▶ _本文_
ずっと、何もない地元が嫌であった。
私は、北海道の東、オホーツク海に面する町で生まれ育った。人口は5千人。一歩外に出れば、ほとんどの人が顔見知りであった。
そんな町は、すべてが必要最低限しか存在しない。スーパーが1つ、コンビニが3つ、病院が1つ、小学校と中学校が1つずつ、高校は私の2つ上の学年で廃校といった具合だ。バスも汽車も、1日7本しか走っておらず、次のバスや汽車が5時間後、休日ならば8時間後の時間もあるほどだ。
どこを見ても畑、畑、畑――。
いわゆる「田舎」と呼ばれる場所であった。

何もない地元が嫌で、思うような生活を送れる「都会」の横浜へ

そのような環境では、私の思うような学生生活は送ることができなかった。学校帰りに、友人とご飯を食べに行ったり、ゲームセンターに行ったりしたかった。恋人とお買い物に行ったり、カフェに行ったりしたかった。
どれも、私の町では叶わなかった。
ずっと、何もない地元が嫌であった。

高校を卒業した私は、横浜の大学に進学した。地元の友人のほとんどが道内の学校に進学している中で横浜を選んだのは、田舎育ちの私にとって、横浜は憧れの土地であったからだ。
何でもある横浜は、素晴らしかった。
私は、横浜で一人暮らしを始めた。人口は372万人。一歩外に出ても、顔見知りはいない。
そんな街は、すべてが選びきれないほど存在した。スーパー、コンビニ、病院、小学校、中学校、高校……。いくつあるのかわからない。バスも電車も、1日何本走っているのか。
どこを見ても人、車、建物――。
いわゆる「都会」と呼ばれる場所であった。
そのような環境では、私の思うような学生生活を送ることができる。学校帰りに、友人とご飯を食べに行ったり、ゲームセンターに行ったりできる。恋人とお買い物に行ったり、カフェに行ったりできる。
どれも、横浜では叶えられる。
何でもある横浜は、素晴らしかった。

都会生活でわかった、人々が「北海道フェア」を開催し、訪れる理由

横浜での生活も、2年目に突入した。そこで、最近気が付いたことがある。
――都会の人々は、北海道に興味を持っているのかもしれない。
横浜での生活で、「北海道フェア」が催されているのを何度か見たことがある。私が地元で普通に見ていた北海道ならではのものが、たくさん並べられているのだ。
北海道の食べ物がおいしいということはよく聞いていた。「北海道産の牛乳使用」など、「北海道産の」と書いてある商品もよく見かける。しかし、北海道の食べ物がおいしいと実感したことはなかった。
そんな私は、地元を離れて少し経ったとき、北海道の食べ物のおいしさに気が付いた。
私は、地元で野菜を買ったことがほとんどなかった。農家の友人が、形が良くなくて売れない野菜を食べきれないほど届けてくれていたからだ。

▶ _提供データ_
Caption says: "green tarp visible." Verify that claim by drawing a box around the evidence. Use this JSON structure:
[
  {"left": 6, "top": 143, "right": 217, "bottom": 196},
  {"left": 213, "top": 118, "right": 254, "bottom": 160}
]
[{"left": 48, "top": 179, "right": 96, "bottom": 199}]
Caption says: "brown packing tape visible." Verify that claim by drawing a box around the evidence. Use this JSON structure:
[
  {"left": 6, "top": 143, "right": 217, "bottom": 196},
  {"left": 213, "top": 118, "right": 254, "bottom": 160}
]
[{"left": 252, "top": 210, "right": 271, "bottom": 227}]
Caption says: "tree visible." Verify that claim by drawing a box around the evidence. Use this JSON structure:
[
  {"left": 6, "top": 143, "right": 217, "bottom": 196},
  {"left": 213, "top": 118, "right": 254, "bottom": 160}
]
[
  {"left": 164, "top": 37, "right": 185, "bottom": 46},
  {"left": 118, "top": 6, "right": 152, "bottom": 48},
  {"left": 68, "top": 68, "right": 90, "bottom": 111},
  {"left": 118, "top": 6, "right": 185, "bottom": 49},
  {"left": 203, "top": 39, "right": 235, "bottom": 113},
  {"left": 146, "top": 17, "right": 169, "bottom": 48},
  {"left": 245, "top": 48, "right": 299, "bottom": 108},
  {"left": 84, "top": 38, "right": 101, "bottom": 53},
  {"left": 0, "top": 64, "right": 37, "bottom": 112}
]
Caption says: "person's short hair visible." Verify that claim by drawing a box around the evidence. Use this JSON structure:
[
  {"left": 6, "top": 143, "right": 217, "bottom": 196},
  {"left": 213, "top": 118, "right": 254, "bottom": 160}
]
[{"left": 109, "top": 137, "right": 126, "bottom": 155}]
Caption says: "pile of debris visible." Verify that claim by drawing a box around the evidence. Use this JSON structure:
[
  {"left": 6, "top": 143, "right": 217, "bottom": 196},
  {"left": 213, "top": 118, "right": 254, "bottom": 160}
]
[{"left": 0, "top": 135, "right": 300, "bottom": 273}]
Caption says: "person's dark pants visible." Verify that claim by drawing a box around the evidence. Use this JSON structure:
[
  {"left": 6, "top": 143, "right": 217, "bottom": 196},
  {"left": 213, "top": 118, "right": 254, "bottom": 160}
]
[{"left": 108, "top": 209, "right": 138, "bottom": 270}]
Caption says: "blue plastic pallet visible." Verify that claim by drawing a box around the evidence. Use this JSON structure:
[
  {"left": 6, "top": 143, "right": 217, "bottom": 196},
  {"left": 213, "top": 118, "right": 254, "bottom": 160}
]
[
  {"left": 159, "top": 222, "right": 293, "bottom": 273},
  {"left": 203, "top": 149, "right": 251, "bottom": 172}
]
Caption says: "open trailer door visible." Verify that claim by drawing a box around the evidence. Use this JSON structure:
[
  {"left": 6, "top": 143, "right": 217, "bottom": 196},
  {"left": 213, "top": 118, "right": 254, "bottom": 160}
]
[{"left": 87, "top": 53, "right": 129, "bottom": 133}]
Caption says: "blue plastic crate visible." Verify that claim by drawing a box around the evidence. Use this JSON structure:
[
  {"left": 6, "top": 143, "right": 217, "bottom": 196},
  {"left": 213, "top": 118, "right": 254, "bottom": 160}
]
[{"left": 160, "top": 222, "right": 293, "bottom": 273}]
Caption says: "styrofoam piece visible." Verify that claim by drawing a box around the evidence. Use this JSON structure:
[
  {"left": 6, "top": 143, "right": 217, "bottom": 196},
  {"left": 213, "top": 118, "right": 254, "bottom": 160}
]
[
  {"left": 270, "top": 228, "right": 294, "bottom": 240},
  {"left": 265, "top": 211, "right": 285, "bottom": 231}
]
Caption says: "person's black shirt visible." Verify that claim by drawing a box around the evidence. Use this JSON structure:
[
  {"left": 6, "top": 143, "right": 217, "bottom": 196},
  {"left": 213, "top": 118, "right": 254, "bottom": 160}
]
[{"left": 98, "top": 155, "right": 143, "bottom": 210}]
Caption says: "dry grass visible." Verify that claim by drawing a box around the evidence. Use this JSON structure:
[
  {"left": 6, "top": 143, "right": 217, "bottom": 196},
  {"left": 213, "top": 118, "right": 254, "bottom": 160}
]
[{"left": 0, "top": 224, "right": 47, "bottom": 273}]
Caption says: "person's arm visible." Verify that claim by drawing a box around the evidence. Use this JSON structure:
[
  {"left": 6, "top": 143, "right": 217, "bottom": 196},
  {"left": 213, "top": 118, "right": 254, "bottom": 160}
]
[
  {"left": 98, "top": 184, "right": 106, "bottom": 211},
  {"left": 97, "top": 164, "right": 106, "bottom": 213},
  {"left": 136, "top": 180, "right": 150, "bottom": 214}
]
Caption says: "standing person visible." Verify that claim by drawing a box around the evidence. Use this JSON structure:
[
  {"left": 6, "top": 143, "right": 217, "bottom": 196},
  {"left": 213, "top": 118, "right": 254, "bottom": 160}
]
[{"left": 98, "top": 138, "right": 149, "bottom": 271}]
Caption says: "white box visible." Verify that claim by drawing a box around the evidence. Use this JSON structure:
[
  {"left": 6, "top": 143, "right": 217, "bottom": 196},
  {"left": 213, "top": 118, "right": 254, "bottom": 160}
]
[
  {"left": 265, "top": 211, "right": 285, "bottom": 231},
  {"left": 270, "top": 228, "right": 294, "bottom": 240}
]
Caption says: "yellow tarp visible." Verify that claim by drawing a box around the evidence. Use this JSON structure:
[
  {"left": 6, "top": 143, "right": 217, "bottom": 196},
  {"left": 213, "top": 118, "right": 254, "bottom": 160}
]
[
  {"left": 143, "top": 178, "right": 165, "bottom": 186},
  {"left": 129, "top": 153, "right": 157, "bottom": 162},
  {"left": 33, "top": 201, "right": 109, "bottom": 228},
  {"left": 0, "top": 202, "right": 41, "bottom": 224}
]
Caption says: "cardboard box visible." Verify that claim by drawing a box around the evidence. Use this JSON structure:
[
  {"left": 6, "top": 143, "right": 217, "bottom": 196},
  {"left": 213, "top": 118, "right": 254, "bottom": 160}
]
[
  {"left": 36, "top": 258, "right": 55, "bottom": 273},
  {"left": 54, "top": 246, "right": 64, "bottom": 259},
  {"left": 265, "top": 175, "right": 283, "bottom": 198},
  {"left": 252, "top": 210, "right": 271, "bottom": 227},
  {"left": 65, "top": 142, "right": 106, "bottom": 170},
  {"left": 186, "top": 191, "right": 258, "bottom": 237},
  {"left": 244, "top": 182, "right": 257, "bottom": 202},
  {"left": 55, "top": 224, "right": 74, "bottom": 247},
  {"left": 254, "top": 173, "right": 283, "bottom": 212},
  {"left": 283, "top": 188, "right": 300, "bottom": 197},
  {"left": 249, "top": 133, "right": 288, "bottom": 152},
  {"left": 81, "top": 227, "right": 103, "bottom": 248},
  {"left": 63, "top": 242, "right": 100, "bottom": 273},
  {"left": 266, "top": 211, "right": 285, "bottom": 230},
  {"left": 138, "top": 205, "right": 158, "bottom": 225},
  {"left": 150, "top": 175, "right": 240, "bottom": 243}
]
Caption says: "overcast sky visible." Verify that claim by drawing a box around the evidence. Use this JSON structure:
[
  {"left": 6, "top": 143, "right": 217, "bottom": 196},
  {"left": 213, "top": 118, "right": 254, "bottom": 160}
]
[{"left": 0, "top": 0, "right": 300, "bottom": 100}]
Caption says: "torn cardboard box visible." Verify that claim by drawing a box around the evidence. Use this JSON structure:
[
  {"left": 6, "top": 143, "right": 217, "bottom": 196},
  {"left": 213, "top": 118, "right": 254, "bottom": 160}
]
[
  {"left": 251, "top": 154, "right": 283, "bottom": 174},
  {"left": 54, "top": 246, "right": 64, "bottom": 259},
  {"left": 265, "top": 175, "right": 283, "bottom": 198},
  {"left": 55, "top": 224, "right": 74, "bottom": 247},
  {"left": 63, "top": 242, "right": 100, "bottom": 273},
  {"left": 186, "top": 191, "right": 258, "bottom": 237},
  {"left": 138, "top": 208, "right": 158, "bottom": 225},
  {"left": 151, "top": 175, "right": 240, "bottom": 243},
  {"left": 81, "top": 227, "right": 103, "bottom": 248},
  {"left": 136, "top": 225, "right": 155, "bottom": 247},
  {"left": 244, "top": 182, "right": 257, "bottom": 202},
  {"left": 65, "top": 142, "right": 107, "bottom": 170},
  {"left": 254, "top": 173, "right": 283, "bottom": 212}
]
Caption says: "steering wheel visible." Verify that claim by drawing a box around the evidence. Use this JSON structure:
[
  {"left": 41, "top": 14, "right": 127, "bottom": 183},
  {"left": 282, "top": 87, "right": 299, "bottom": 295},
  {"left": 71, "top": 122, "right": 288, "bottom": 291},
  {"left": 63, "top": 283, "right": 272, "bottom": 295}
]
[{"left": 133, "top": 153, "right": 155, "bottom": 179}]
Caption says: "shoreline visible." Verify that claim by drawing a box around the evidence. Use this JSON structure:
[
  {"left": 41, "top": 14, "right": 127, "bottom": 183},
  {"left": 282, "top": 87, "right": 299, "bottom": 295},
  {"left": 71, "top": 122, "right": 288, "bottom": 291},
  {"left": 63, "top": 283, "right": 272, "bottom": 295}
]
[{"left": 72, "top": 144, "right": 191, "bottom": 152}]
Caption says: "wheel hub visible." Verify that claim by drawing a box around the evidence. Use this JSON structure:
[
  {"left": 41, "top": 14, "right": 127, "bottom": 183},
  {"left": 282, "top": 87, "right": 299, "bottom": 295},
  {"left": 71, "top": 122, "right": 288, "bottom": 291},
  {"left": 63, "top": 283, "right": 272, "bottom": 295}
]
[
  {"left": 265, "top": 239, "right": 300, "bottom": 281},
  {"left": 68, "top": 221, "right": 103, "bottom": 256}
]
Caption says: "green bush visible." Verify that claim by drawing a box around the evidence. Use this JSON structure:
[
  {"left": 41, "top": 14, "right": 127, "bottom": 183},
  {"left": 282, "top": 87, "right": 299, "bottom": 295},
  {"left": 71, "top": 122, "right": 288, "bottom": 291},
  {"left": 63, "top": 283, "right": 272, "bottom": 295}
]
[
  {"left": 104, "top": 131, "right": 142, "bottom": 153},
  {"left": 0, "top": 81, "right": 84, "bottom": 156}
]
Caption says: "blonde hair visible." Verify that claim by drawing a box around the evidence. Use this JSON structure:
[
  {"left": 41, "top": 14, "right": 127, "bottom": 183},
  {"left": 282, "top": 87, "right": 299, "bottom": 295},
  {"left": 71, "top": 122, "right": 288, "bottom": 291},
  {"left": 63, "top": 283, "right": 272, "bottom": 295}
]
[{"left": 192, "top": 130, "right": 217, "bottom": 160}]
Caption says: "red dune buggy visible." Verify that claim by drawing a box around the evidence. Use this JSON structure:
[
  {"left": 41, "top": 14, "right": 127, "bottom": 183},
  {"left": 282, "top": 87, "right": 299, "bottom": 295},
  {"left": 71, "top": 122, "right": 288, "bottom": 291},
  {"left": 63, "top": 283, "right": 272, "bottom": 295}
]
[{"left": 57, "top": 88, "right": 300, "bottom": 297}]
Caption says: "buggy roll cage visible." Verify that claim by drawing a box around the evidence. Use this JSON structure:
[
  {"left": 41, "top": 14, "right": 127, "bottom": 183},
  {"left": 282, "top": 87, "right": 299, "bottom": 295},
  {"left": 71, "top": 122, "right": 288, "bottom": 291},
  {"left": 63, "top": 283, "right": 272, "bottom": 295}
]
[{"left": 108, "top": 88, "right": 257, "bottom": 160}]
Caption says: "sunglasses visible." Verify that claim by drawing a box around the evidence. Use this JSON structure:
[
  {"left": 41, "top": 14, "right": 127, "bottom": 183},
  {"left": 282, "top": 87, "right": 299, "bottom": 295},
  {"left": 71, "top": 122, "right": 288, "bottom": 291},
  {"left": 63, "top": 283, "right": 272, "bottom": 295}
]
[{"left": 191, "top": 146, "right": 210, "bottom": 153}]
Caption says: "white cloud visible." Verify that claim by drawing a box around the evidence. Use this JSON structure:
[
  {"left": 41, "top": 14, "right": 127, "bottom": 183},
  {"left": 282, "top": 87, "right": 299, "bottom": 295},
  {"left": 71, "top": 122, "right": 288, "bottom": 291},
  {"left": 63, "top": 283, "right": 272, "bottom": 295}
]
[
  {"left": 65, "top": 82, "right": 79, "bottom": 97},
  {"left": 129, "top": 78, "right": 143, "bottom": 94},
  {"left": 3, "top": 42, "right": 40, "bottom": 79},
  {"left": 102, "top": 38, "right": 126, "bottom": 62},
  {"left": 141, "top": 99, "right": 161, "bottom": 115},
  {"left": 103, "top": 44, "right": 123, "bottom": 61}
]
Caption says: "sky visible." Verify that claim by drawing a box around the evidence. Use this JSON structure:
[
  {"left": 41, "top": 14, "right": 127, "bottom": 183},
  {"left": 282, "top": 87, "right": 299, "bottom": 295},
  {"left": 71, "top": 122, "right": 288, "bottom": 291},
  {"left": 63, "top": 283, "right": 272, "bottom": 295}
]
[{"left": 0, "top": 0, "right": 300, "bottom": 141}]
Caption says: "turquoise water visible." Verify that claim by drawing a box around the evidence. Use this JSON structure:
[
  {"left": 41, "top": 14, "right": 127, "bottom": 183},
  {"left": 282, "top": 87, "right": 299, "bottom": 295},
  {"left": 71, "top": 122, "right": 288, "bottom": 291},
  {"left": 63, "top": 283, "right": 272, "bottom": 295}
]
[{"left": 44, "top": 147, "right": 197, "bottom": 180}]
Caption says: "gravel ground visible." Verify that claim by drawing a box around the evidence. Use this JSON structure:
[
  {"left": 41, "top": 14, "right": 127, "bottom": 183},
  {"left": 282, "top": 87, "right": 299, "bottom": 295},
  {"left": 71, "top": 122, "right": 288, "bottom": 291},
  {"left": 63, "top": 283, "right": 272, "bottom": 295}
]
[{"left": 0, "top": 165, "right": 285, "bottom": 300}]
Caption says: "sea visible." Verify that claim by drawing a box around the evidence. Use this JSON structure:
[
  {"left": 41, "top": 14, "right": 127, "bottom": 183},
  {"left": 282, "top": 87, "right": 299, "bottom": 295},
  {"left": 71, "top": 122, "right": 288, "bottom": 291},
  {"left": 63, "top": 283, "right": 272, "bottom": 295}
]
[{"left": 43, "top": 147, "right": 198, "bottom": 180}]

▶ _課題の指示_
本文のうち、「そのような環境では、私の思うような学生生活を送ることがで」で始まり「ほど届けてくれていたからだ。」で終わる部分を、一字も変えずに書き写してください。 データはこの課題とは関係ありません。

▶ _解答_
そのような環境では、私の思うような学生生活を送ることができる。学校帰りに、友人とご飯を食べに行ったり、ゲームセンターに行ったりできる。恋人とお買い物に行ったり、カフェに行ったりできる。
どれも、横浜では叶えられる。
何でもある横浜は、素晴らしかった。

都会生活でわかった、人々が「北海道フェア」を開催し、訪れる理由

横浜での生活も、2年目に突入した。そこで、最近気が付いたことがある。
――都会の人々は、北海道に興味を持っているのかもしれない。
横浜での生活で、「北海道フェア」が催されているのを何度か見たことがある。私が地元で普通に見ていた北海道ならではのものが、たくさん並べられているのだ。
北海道の食べ物がおいしいということはよく聞いていた。「北海道産の牛乳使用」など、「北海道産の」と書いてある商品もよく見かける。しかし、北海道の食べ物がおいしいと実感したことはなかった。
そんな私は、地元を離れて少し経ったとき、北海道の食べ物のおいしさに気が付いた。
私は、地元で野菜を買ったことがほとんどなかった。農家の友人が、形が良くなくて売れない野菜を食べきれないほど届けてくれていたからだ。